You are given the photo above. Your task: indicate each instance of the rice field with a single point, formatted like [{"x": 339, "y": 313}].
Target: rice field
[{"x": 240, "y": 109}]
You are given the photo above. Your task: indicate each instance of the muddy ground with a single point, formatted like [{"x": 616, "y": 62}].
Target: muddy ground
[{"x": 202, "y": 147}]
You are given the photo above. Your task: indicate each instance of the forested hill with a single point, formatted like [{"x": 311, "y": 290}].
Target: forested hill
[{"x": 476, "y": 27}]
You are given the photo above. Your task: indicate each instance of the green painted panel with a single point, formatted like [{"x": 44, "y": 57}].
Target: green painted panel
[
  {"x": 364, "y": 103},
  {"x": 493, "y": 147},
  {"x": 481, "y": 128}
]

INSTRUCTIONS FOR THE TASK: Return all of the data above verbatim, line for line.

RESPONSE TO THIS TASK:
You are given the photo above. Your task: indicate each instance of the rice field with a single point, formatted like [{"x": 339, "y": 313}].
Target: rice field
[{"x": 240, "y": 109}]
You are given the photo above. Your task: indicate each instance of the muddy ground with a single point, formatted like [{"x": 616, "y": 62}].
Target: muddy ground
[{"x": 202, "y": 147}]
You are given the photo above. Your task: indicate each instance of the forested hill with a single point, formatted like [{"x": 311, "y": 290}].
Target: forested hill
[{"x": 476, "y": 27}]
You are given the photo above. Your task: indicate each instance of the green painted panel with a single point, formatted like [{"x": 44, "y": 57}].
Target: green painted panel
[
  {"x": 364, "y": 103},
  {"x": 493, "y": 147},
  {"x": 481, "y": 128}
]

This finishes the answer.